Lines before the one containing "pine tree in this photo." are excluded. Repeat that line and every line after it, exactly.

[Records from a collection]
════

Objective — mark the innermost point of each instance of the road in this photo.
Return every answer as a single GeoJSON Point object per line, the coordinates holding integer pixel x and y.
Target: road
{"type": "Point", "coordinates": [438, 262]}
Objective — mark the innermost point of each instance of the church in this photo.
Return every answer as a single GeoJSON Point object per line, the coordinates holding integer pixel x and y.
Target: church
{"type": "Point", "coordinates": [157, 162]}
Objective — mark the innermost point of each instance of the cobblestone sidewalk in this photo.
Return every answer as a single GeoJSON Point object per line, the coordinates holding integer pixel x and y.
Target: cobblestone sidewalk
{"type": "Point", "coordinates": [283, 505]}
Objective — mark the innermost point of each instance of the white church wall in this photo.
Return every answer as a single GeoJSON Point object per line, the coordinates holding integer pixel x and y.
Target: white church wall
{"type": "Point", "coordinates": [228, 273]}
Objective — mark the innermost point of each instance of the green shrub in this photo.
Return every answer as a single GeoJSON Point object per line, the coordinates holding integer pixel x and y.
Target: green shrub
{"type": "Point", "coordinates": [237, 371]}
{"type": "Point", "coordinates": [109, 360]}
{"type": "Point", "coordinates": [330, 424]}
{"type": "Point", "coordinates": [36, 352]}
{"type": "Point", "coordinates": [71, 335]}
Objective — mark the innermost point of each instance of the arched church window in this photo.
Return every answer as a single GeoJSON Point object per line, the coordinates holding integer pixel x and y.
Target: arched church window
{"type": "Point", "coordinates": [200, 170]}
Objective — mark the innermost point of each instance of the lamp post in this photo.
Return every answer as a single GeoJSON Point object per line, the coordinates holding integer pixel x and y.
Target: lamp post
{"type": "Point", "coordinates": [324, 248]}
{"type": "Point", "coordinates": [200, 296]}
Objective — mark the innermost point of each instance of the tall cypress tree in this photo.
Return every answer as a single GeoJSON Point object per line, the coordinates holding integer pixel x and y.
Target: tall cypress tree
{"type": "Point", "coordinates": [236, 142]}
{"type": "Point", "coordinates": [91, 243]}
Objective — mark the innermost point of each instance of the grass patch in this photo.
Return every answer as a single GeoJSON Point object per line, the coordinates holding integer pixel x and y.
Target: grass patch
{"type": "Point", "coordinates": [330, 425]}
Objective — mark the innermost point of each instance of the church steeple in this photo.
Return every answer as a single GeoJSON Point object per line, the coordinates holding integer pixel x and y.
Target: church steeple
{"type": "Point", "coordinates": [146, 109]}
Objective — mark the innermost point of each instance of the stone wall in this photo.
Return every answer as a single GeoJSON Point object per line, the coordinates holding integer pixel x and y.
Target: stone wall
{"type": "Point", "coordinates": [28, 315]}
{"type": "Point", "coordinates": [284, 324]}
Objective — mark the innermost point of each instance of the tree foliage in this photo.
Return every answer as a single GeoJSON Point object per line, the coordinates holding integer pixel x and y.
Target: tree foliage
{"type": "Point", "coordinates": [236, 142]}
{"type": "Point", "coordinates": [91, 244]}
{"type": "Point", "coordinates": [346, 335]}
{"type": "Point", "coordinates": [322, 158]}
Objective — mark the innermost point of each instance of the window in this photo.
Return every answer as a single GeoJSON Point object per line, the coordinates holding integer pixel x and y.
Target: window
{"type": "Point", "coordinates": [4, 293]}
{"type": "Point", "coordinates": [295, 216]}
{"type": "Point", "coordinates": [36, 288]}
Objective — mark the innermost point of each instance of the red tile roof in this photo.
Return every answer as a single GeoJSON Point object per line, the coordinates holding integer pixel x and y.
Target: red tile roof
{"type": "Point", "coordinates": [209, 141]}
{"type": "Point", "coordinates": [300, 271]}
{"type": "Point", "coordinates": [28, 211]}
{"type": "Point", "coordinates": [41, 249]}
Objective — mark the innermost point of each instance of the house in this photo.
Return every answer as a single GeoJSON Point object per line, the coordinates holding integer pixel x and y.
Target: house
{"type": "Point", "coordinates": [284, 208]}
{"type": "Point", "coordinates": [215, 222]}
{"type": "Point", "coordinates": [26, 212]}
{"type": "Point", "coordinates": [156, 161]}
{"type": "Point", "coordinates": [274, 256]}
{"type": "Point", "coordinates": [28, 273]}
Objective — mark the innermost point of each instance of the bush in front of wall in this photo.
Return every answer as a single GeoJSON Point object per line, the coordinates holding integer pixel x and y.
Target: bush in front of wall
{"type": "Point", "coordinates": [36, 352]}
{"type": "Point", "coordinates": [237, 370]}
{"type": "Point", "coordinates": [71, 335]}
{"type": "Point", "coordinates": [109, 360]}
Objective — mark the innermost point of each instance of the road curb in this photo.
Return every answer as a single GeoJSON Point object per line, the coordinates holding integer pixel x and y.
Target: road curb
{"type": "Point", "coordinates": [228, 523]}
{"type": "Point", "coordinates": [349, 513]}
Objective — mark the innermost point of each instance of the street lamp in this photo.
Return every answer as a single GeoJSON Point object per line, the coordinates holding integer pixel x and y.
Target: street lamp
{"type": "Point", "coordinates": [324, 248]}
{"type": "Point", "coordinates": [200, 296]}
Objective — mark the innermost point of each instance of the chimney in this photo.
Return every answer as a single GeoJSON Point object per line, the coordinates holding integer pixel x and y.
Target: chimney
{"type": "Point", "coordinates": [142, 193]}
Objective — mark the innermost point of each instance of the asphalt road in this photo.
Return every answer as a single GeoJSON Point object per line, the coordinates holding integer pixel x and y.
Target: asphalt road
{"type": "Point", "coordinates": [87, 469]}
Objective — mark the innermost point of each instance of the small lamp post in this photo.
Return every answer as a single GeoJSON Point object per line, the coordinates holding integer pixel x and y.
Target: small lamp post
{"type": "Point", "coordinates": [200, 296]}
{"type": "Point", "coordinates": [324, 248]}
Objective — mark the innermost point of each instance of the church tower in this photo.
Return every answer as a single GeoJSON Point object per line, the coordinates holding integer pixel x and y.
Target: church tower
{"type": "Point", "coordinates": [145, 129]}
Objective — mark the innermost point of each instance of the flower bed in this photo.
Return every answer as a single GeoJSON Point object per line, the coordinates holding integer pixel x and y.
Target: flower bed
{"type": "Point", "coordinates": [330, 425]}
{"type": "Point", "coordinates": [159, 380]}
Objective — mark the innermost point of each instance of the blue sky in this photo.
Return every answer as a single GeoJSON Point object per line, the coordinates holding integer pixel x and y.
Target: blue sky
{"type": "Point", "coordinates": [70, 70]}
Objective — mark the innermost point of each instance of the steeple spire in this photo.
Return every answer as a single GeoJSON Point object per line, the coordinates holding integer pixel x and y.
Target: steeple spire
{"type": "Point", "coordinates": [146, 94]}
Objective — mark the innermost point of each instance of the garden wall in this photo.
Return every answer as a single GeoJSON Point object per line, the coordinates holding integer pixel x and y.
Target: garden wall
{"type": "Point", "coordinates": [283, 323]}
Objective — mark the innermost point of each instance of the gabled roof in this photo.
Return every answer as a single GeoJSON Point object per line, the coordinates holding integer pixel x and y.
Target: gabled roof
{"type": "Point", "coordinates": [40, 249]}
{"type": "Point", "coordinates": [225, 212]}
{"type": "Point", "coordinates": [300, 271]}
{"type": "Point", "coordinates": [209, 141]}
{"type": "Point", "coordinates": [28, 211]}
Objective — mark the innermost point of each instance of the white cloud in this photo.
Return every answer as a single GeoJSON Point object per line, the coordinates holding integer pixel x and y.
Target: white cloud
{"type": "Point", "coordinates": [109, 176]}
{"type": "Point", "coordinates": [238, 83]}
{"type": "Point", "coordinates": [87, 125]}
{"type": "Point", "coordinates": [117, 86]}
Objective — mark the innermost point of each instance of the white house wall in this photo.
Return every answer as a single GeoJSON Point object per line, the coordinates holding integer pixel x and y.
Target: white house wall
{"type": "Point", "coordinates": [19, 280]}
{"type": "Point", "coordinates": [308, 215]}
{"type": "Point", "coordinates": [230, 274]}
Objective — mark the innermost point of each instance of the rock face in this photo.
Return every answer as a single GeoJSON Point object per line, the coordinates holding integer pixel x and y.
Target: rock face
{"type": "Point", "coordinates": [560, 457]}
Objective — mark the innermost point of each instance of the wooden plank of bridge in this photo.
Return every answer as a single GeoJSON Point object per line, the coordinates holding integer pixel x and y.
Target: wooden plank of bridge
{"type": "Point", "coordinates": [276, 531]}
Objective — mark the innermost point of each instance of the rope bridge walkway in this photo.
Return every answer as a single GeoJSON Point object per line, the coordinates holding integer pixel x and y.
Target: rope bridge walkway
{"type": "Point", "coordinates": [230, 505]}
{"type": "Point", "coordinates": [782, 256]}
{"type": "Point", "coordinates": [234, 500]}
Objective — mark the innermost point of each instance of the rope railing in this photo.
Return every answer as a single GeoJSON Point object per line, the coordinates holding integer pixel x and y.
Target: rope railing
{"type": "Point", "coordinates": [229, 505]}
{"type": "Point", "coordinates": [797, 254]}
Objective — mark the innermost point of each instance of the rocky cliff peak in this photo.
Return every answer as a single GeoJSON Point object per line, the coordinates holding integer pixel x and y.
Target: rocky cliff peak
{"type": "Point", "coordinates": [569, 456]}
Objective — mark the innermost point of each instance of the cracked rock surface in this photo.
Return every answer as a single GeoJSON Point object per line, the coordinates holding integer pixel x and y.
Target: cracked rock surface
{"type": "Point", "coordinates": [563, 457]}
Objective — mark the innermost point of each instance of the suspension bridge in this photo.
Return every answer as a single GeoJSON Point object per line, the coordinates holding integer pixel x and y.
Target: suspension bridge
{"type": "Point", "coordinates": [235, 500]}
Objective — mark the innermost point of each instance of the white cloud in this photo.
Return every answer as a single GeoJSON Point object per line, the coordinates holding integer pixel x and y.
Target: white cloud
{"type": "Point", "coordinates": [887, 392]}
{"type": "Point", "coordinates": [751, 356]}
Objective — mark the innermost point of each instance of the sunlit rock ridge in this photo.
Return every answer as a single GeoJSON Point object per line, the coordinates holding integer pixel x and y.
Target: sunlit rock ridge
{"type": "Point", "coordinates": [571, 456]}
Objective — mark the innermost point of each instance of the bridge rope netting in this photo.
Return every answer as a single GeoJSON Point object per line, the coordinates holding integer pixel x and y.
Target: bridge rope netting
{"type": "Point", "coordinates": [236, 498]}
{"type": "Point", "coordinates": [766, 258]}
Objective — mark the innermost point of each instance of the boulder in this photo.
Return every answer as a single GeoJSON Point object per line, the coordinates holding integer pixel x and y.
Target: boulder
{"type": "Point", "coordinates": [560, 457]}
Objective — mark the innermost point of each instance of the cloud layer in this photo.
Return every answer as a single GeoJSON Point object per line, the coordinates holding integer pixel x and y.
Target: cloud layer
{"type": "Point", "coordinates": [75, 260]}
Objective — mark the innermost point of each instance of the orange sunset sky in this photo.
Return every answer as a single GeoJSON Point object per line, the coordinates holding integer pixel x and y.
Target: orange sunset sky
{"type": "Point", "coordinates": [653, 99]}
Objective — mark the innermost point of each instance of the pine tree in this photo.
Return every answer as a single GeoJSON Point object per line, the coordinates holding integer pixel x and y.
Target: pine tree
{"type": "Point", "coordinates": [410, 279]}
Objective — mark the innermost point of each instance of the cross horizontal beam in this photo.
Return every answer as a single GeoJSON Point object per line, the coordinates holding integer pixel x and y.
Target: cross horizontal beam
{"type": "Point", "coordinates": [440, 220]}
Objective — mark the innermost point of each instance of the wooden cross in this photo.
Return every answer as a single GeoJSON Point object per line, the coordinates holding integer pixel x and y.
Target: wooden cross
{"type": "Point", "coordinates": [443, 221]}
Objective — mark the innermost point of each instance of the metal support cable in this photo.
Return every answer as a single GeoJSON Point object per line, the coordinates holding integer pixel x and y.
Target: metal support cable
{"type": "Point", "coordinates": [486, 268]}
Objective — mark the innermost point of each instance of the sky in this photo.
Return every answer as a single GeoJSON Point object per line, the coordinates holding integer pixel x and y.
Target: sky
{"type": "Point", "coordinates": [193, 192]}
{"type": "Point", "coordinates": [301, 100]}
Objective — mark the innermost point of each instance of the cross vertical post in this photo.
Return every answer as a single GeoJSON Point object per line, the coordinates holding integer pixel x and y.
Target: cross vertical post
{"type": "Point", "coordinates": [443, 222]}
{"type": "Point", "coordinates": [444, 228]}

════

RIGHT ANSWER:
Objective — mark the innermost point of each instance of the pine tree in this photo.
Return every answer as a single GeoJSON Point object per line, the coordinates holding integer pixel x and y.
Target: pine tree
{"type": "Point", "coordinates": [410, 279]}
Objective — mark the innermost point of each instance of the cross horizontal beam in this photo.
Return every answer as a single GeoJSON Point object per line, the coordinates holding integer pixel x and y.
Target: cross horizontal beam
{"type": "Point", "coordinates": [440, 220]}
Objective — mark the innermost point of each instance of the wooden cross in this photo.
Return every answer as a single GeoJSON Point object per line, the coordinates holding integer pixel x and y.
Target: wooden cross
{"type": "Point", "coordinates": [443, 221]}
Objective — mark the innermost point of each instance of the metal support cable in this photo.
Return every answer as a single GeoJSON Point object per line, the coordinates holding integer pixel x and y.
Target: metal support cable
{"type": "Point", "coordinates": [486, 268]}
Objective — mark the innermost point of each instance of the sky in this photo.
Return every answer as a single GeoJSON Point object per line, the coordinates holding integer pixel x and y.
Target: sky
{"type": "Point", "coordinates": [193, 192]}
{"type": "Point", "coordinates": [301, 100]}
Objective — mark the innermost point of each instance of the cross vertical post in this photo.
Return every answer as a single GeoJSON Point object per line, the coordinates holding integer pixel x and y.
Target: cross vertical post
{"type": "Point", "coordinates": [443, 222]}
{"type": "Point", "coordinates": [444, 228]}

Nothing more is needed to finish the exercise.